- _Task directions_
Rewrite the lines below, starting at the line containing "Target = white window trim" and ending at the last line, requests included, and add -116 to every number in the point coordinates. Leave out the pictures.

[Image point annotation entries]
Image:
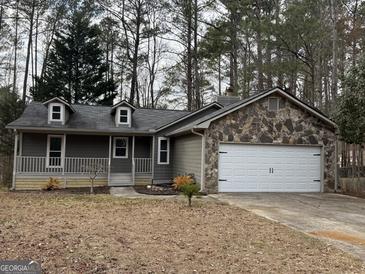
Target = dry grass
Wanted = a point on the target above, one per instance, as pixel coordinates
(102, 234)
(341, 236)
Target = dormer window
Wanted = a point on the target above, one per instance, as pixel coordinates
(123, 116)
(56, 112)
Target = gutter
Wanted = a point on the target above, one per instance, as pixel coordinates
(202, 170)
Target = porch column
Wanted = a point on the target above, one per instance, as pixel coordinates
(153, 156)
(15, 155)
(109, 160)
(133, 162)
(64, 160)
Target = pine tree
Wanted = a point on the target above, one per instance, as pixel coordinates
(76, 70)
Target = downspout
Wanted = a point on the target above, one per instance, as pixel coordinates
(336, 164)
(15, 162)
(202, 170)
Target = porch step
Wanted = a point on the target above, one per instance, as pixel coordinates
(121, 179)
(143, 179)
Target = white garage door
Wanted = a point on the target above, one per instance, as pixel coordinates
(269, 168)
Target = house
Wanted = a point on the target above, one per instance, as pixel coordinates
(269, 142)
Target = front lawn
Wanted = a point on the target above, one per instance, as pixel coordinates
(102, 234)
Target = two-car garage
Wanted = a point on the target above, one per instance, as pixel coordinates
(269, 168)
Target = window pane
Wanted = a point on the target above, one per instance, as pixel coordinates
(120, 152)
(163, 157)
(55, 154)
(120, 143)
(273, 104)
(54, 161)
(123, 119)
(55, 143)
(56, 109)
(56, 116)
(163, 145)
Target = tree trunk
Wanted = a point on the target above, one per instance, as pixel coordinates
(196, 65)
(189, 76)
(30, 38)
(354, 29)
(134, 81)
(219, 76)
(16, 46)
(260, 75)
(36, 45)
(334, 50)
(233, 63)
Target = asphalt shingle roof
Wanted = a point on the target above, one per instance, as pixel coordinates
(98, 118)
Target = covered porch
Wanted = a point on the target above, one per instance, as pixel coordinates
(118, 160)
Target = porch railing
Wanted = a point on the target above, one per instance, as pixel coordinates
(30, 164)
(143, 165)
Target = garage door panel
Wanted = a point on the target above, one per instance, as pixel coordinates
(265, 168)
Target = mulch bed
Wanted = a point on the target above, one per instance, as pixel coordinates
(166, 189)
(76, 190)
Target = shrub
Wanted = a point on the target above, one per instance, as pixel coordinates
(52, 184)
(189, 191)
(179, 181)
(186, 184)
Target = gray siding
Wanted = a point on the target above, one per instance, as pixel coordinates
(187, 156)
(143, 147)
(34, 144)
(162, 172)
(87, 146)
(165, 172)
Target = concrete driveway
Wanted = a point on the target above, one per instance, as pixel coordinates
(337, 218)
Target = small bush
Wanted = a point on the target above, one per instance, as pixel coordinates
(179, 181)
(186, 184)
(189, 191)
(52, 184)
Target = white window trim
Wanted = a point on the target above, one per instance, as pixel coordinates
(62, 150)
(129, 117)
(50, 112)
(277, 103)
(159, 150)
(114, 147)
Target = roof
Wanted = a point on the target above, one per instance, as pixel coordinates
(98, 119)
(60, 100)
(205, 121)
(123, 103)
(213, 104)
(95, 119)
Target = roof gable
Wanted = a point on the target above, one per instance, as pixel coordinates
(122, 104)
(213, 104)
(205, 122)
(59, 100)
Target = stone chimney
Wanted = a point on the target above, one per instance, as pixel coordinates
(228, 97)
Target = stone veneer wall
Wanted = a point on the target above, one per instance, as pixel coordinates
(255, 124)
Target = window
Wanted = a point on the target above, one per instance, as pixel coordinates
(120, 147)
(54, 151)
(273, 104)
(163, 151)
(56, 112)
(124, 116)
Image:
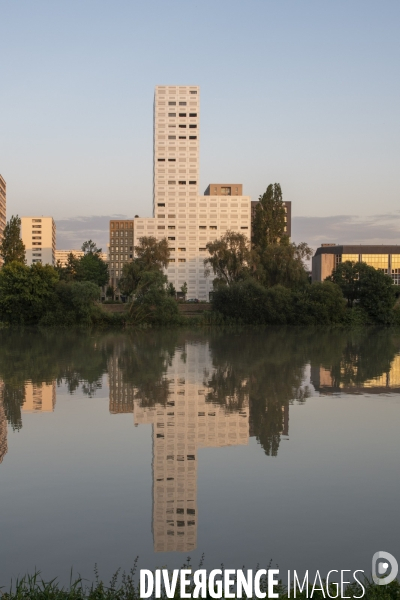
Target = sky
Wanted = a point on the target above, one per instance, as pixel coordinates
(306, 94)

- _Worked answer_
Target = white window trim
Wanted = a point on the target above, one per instance, as pixel coordinates
(-54, 34)
(13, 1)
(-66, -4)
(161, -13)
(43, 34)
(-2, 31)
Target = roof
Wanted = a point on the target above, one per instance, as pixel coordinates
(-18, 3)
(-56, -16)
(89, 5)
(7, -13)
(97, -12)
(-21, 3)
Target = roof gable
Wanted = a point on the target above, one per instance, as pixel coordinates
(6, -12)
(97, -12)
(89, 6)
(-57, -16)
Target = stone chimney
Wanted = a point on the target above, one per instance, as pixel coordinates
(112, -19)
Target = stone veneer wall
Wanted = a point on the target above, one per instance, as pixel coordinates
(139, 8)
Target = window
Wanted = a point on the target above, one per instance, as pixel coordinates
(4, 31)
(-62, 35)
(157, -12)
(47, 35)
(-60, -4)
(8, 0)
Image:
Target = sky
Wanted = a point on the target above, one per instance, as pixel coordinates
(190, -22)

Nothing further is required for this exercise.